# 2000 beetle gauges/radio not working after replacing battery



## rickrogers (Dec 6, 2011)

just puchased this car with a bad battery. the gauges and radio do not work and the check engine light and other warning lights are on. The car runs fine with no other obvious problems. I have been told there is a procedure to follow after replacing battery. Is there one and if so what is it?


----------



## alphaseinor (Mar 20, 2004)

do your high beams come on when pushed forward?

does the horn work?

You might have a bad ignition switch.


----------



## rickrogers (Dec 6, 2011)

alphaseinor said:


> do your high beams come on when pushed forward? yes
> 
> does the horn work? yes
> 
> You might have a bad ignition switch.[no but I do appreciate the help, thank you]


----------



## JimmyD (Apr 30, 2001)

rickrogers said:


> just puchased this car with a bad battery. the gauges and radio do not work and the check engine light and other warning lights are on. The car runs fine with no other obvious problems. I have been told there is a procedure to follow after replacing battery. Is there one and if so what is it?


The only procedure I can think of would be to reprogram your radio. You may or may not need to do this. After replacing the battery, if your radio displays the word SAFE, then you need to enter the radio code to "unlock" it.


----------



## MyOtherRidesAVette (Nov 13, 2010)

rickrogers said:


> just puchased this car with a bad battery. the gauges and radio do not work and the check engine light and other warning lights are on. The car runs fine with no other obvious problems. I have been told there is a procedure to follow after replacing battery. Is there one and if so what is it?

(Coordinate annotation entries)
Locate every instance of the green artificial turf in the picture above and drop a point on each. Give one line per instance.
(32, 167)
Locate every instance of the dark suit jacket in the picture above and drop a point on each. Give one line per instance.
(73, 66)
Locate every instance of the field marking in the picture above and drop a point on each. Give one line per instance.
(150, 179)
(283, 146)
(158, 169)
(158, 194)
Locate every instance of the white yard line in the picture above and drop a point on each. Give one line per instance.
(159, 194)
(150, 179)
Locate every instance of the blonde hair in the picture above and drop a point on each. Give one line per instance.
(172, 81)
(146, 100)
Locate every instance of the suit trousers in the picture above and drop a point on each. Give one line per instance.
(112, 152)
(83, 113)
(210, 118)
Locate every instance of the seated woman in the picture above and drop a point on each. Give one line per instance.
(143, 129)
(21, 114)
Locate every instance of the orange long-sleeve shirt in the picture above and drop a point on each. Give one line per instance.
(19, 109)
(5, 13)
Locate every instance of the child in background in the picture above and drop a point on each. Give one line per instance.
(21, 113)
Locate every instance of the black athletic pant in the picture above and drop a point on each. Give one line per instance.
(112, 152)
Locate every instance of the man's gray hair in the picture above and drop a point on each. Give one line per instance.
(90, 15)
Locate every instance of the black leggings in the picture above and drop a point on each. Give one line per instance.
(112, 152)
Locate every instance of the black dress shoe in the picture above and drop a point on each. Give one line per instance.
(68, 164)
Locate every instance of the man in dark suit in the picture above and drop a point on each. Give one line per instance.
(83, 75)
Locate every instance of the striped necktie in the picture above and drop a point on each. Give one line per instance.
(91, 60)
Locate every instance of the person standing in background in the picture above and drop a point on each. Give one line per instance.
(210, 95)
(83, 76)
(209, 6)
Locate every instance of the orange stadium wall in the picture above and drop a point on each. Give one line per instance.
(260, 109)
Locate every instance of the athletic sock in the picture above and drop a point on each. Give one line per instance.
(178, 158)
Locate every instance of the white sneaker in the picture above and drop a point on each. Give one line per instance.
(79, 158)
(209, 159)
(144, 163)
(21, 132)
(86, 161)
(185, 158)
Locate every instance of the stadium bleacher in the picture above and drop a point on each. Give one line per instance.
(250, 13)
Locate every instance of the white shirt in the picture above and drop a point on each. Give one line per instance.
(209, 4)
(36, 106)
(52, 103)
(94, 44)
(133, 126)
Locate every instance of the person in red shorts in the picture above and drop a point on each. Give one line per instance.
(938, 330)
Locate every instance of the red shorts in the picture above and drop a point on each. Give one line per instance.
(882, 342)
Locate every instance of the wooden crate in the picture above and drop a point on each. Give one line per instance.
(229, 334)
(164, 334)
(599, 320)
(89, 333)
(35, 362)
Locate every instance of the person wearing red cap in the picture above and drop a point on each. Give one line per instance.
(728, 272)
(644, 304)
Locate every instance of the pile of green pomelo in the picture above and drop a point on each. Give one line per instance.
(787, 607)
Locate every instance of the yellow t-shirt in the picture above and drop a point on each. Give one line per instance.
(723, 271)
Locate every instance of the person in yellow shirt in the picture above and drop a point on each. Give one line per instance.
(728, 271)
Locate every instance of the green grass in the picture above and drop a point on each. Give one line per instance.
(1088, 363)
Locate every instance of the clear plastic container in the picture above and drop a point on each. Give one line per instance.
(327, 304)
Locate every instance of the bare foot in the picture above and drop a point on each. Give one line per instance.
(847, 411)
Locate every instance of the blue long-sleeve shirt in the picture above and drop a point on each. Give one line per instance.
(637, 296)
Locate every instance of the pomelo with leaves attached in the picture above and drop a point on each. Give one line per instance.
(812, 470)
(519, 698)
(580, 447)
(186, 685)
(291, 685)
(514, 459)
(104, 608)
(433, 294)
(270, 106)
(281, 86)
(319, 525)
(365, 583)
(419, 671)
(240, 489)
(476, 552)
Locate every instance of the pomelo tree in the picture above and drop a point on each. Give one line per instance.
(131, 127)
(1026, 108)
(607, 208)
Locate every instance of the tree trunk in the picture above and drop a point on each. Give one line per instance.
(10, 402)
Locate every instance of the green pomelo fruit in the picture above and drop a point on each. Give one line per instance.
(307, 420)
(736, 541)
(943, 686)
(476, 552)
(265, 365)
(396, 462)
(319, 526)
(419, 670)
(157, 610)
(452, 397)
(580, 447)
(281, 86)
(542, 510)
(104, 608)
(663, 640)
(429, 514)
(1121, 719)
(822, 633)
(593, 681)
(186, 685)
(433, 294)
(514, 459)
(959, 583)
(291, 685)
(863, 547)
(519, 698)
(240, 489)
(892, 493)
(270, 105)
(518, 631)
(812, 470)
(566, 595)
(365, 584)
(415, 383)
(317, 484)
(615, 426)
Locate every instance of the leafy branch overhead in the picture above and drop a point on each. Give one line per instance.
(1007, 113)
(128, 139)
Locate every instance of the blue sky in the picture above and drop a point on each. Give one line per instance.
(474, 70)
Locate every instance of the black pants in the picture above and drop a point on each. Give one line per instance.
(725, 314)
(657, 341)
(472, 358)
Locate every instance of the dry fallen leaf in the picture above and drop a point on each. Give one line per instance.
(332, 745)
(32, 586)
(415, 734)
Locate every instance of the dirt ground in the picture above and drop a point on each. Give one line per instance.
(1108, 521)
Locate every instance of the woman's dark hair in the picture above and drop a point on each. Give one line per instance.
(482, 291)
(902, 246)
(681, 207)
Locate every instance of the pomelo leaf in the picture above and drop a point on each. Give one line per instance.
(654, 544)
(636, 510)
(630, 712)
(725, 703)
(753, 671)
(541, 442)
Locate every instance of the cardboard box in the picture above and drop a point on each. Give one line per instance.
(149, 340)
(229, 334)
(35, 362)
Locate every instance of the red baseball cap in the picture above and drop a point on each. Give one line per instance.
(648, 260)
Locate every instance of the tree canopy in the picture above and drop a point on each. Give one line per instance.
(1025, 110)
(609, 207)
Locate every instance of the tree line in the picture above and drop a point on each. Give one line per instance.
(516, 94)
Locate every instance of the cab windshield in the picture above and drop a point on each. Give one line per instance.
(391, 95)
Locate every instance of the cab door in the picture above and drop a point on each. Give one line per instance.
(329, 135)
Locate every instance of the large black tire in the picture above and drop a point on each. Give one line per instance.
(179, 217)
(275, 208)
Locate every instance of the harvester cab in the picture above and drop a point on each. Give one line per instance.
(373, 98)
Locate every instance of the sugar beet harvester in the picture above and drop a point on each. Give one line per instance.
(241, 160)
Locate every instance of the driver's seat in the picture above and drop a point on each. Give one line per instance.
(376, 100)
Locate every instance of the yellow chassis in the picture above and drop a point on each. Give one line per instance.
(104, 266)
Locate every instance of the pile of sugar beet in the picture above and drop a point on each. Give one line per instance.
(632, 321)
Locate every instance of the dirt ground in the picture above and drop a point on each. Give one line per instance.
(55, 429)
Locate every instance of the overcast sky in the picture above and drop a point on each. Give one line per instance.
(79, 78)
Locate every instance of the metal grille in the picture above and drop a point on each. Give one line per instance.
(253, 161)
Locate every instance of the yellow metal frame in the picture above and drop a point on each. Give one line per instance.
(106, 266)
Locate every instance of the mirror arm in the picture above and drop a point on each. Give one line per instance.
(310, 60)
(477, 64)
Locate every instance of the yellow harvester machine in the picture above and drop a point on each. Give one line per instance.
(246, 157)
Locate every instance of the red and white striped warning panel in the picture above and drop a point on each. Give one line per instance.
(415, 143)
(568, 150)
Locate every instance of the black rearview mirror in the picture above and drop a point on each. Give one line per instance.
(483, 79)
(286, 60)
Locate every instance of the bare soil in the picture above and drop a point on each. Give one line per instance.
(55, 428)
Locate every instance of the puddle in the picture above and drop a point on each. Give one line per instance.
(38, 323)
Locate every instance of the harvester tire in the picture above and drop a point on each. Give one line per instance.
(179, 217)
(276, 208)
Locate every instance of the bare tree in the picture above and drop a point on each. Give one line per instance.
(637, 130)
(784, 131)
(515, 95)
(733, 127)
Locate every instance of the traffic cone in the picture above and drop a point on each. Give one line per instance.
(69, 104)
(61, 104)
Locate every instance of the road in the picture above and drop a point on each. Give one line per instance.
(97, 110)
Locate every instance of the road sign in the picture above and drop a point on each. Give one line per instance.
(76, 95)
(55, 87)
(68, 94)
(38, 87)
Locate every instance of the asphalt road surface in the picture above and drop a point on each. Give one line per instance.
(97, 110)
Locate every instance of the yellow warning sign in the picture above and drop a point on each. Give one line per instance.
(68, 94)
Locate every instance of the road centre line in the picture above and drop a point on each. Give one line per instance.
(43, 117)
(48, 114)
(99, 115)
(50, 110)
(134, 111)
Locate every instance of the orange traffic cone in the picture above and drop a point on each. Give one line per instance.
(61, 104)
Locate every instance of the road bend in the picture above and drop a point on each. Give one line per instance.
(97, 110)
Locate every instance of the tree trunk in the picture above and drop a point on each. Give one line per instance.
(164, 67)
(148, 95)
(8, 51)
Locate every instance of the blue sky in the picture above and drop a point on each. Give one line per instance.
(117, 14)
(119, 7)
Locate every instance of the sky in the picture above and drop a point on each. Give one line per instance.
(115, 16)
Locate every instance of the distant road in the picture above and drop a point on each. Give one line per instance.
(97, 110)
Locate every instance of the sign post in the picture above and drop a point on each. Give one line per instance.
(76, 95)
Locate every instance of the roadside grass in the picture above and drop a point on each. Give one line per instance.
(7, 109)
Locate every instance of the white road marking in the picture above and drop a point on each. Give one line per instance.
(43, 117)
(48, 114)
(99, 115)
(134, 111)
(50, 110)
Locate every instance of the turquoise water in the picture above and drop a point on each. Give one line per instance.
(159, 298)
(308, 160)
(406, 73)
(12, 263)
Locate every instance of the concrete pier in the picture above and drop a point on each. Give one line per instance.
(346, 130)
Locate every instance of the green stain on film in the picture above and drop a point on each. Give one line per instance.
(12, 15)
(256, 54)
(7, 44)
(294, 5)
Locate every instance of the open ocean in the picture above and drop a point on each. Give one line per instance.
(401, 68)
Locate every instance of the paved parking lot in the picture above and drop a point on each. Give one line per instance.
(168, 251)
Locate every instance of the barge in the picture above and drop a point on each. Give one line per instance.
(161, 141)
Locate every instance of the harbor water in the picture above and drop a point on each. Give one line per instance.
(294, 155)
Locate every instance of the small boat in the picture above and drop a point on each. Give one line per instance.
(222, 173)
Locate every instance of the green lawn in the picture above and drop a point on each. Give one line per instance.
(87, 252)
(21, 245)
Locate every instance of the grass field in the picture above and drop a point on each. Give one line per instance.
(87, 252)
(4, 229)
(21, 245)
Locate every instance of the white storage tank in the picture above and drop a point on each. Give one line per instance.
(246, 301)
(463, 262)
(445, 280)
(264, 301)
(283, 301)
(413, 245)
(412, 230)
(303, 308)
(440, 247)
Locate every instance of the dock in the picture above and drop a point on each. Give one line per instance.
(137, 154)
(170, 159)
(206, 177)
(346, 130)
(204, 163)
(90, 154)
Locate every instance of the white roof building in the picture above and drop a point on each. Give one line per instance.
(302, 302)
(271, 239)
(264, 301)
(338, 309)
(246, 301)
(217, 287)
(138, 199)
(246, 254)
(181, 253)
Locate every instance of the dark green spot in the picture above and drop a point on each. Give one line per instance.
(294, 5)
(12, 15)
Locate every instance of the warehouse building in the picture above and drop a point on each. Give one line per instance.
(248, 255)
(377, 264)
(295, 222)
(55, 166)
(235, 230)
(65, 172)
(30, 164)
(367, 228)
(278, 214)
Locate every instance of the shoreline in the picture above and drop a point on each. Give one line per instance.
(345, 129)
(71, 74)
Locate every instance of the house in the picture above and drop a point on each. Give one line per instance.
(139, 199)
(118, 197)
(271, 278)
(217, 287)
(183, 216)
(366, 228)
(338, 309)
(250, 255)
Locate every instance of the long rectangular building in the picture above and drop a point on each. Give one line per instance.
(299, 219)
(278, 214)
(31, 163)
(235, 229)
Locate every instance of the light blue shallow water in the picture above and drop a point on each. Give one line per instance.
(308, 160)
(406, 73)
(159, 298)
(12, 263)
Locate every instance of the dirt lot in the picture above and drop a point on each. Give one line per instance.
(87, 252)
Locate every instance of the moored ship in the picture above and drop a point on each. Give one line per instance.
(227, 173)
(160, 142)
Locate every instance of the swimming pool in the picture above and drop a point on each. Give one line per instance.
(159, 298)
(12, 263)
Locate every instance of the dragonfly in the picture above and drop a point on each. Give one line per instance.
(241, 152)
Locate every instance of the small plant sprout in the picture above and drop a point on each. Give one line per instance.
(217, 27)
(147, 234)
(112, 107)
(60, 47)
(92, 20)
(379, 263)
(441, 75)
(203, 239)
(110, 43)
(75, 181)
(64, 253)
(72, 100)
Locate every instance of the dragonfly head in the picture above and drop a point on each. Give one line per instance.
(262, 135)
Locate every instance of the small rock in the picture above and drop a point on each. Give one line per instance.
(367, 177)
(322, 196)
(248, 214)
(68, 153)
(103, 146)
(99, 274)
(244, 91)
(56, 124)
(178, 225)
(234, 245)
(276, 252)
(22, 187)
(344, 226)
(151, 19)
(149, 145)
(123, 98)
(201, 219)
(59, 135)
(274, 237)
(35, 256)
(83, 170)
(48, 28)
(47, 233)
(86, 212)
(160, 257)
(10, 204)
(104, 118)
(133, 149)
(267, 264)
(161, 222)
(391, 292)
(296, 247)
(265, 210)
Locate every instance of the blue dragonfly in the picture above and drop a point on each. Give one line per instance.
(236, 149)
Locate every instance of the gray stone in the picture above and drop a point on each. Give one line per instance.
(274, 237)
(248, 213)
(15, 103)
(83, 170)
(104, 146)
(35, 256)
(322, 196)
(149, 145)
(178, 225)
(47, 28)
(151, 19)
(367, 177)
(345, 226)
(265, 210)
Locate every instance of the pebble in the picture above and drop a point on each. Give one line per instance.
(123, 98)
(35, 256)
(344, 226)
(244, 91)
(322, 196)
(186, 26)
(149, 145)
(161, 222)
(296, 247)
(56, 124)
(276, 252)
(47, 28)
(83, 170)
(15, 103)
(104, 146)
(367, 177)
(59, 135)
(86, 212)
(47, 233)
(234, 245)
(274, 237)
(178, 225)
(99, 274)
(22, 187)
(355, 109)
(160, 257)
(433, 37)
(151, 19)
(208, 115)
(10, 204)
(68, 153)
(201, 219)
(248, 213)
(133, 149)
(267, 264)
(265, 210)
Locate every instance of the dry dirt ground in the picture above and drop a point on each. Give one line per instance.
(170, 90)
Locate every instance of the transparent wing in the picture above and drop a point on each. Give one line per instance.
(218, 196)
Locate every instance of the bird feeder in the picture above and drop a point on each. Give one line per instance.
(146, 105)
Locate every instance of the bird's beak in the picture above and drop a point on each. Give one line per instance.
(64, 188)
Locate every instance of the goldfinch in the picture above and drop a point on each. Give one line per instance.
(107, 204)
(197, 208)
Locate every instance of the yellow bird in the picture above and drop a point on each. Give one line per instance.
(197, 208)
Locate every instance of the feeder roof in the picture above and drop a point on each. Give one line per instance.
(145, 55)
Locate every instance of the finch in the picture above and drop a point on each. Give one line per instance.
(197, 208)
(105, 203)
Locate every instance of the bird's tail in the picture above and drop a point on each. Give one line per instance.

→ **Parts of the exercise**:
1. Summarize the Beetle battery thread in two sentences.
2. Pick up the Beetle battery thread after its last quoted post and continue it.

→ **Answers for the exercise**:
1. A new owner of a 2000 Beetle bought with a bad battery reports that the gauges and radio don't work and the check engine and other warning lights are on, though the car runs fine, and asks whether there is a procedure to follow after replacing the battery. One reply asks about the high beams and horn and suggests a bad ignition switch, which the owner answers no to, and another says the only procedure would be entering the radio code if the radio displays SAFE.

2.
You just purchased this car WITH a bad battery. So you don't know what was going on prior to the battery being bad, is that correct? And the radio and gauges were already not working, am I reading that correct also? The CEL is on, and other warning lights. Also inherited? What warning lights, and have you had the CEL read? The resets you are referring to have to do with the Motronic Engine Management System and certain trannies. Should not be causing your issues. 

You may have a single issue and you may have multiple. Have you looked at the physical condition inside of the fuse box that sits atop the battery. This box and wiring is problematic. With the bad battery, was the car ever "jumped" or run without the battery hooked up, as some shade tree mechanics do to check the alternator (bad, very bad idea).
The first thing I would do is check the battery top fuse box and get the CEL read for active and stored codes. Even the generic codes from a generic code reader at the Corner Auto Parts Store.

M.


----------



## alphaseinor (Mar 20, 2004)

If this were my car...

Since the Ignition switch isn't the problem... then...

Start with fuses
Then Grounds
Then relays

After that... ??? Check more leads?

As for a procedure... none that I've heard of...

There are grounds under the battery tray that also go bad... for whatever reason, your problem "feels" like a bad ground... possibly in the kick panel, or where the steering column is.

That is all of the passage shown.